• _Tujuan_
Jawablah pertanyaan berikut berdasarkan artikel tentang Silas di bawah.
(a) Pada tahun berapa Silas lulus sekolah juru rawat?
(b) Siapa nama perempuan yang dinikahi Silas, dan kapan mereka menikah?
(c) Rumah sakit perusahaan apa yang menawari Silas menjadi mantri, dan di kawasan mana letaknya?

• _Artikel_
Namun, karena saat itu Serui dilanda penyakit malaria, pes, dan kolera, Musa Papare ingin anaknya menjadi dokter atau perawat. “Kondisi dan kemauan orang tua yang membawa Silas menjadi juru rawat,” ujar salah satu penulis buku biografi, Onnie Lumintang, melalui wawancara daring, Rabu, 21 Juni lalu.
Silas lulus sekolah juru rawat itu pada 1935. Menurut Musa Antonius, selama belajar menjadi perawat, ayahnya juga menempuh pendidikan koperasi, kebidanan, dan apoteker di sekolah yang sama. “Di sana Papa Silas menunjukkan banyak kemajuan,” katanya. Ketua yayasan sekolah juru rawat itu, Yaqub Bitrahel, lalu merekrut Silas menjadi asistennya.
Pekerjaan pertama Silas adalah bertugas di Rumah Sakit Zending Serui, yang kini menjadi Rumah Sakit Umum Daerah Serui. Di rumah sakit milik pemerintah Belanda itu, Silas juga bertemu dengan jodohnya, Regina Aibui Rumbewas, yang sedang menempuh pendidikan di sana. Silas dan Regina menikah pada 12 April 1936.
Dua tahun bekerja di Rumah Sakit Zending, Silas ditawari oleh Yaqub Bitrahel menjadi mantri di rumah sakit perusahaan minyak bumi Nederlands Nieuw-Guinea Petroleum Maatschappij atau NNGPM di kawasan Babo, Teluk Bintuni. Silas menerima ajakan Yaqub.

• _Cuplikan catatan_

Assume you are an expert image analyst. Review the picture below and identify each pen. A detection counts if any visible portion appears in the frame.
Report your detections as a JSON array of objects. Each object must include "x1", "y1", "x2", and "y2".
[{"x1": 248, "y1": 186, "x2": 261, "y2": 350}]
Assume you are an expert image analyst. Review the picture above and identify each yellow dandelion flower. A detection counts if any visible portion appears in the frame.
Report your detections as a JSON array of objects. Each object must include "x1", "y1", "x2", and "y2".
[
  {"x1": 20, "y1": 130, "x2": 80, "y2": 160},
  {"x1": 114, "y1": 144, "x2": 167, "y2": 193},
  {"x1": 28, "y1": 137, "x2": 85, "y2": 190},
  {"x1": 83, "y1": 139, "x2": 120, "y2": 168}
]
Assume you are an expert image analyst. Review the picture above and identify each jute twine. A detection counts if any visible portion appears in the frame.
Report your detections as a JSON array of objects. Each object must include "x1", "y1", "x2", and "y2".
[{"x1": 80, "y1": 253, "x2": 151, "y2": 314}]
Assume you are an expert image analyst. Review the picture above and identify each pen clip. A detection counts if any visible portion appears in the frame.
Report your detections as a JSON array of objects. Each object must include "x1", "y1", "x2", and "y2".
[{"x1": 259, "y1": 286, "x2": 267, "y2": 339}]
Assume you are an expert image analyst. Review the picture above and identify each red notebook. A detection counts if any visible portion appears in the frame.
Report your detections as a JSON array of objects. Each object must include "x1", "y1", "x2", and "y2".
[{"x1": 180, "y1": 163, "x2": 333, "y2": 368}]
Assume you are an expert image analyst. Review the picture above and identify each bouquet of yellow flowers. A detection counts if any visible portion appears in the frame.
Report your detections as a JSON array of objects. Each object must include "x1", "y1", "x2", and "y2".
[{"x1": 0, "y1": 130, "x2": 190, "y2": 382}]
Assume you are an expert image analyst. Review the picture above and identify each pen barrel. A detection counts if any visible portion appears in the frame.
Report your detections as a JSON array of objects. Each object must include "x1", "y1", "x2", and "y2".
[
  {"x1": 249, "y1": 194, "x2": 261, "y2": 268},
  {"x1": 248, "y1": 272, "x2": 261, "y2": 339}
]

• _Jawaban berikut_
(a) Silas lulus sekolah juru rawat pada tahun 1935.
(b) Silas menikahi Regina Aibui Rumbewas pada 12 April 1936.
(c) Silas ditawari menjadi mantri di rumah sakit milik perusahaan minyak bumi Nederlands Nieuw-Guinea Petroleum Maatschappij (NNGPM). Rumah sakit itu terletak di kawasan Babo, Teluk Bintuni.